### Tasks to complete:
[A] According to the news excerpt, how much money will LG spend on its Tennessee washing machine plant?
[B] Print a passage of the news excerpt, beginning at the words "The company signed" and stopping after "on the project.".

I am sure President Trump will be pleased with this news:
LG Electronics’ plans to build a washing machine factory in Tennessee are taking shape as it seeks to sustain growth in the key American market while avoiding punitive protectionist measures from Donald Trump’s administration.
The company signed a memorandum of understanding with the state government on Tuesday in Tennessee, with the goal of clinching a contract by June and beginning construction by the year’s end. LG will spend $250 million on the project.
The facility, to be built on a 300-acre plot of land in Clarksville, will begin making washing machines for sale in the United States by the first half of 2019 at the earliest, LG said. The plant will be able to produce at least a million units of both front- and top-loading machines a year. The site may later expand to production of other home appliances, the company said. [Joong Ang Ilbo]
This will be a big change for the job hiring process in South Korea if this bill gets implemented, but it seems that face to face interviews will be the way for employers to get around the intent of this bill:
The South Korean parliament’s labor committee on Monday approved a bill which bans employers from requiring job seekers to provide a headshot and information such as their weight and height.

### Given material:
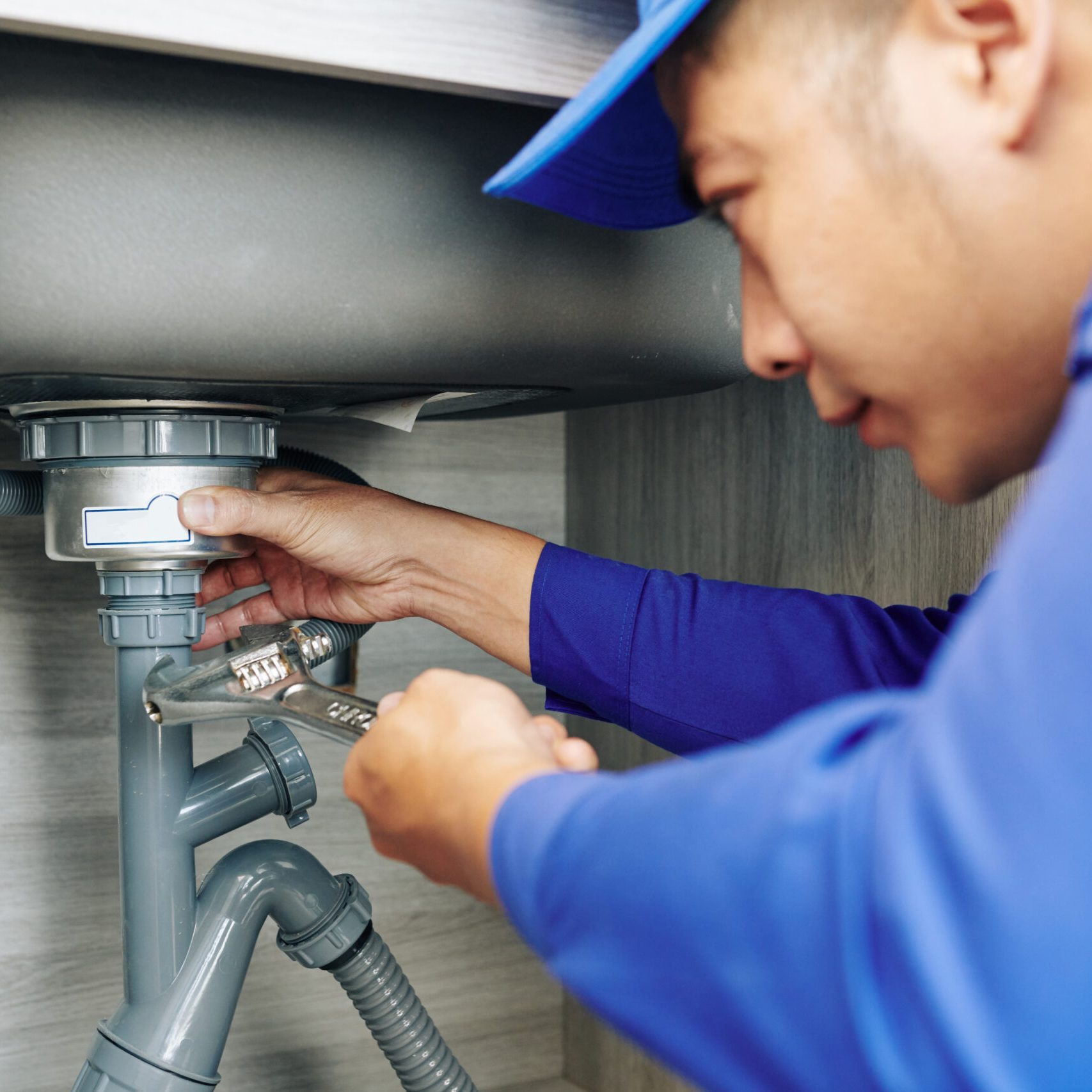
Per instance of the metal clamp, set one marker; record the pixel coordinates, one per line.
(270, 678)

### Exercise responses:
[A] $250 million.

[B]
The company signed a memorandum of understanding with the state government on Tuesday in Tennessee, with the goal of clinching a contract by June and beginning construction by the year’s end. LG will spend $250 million on the project.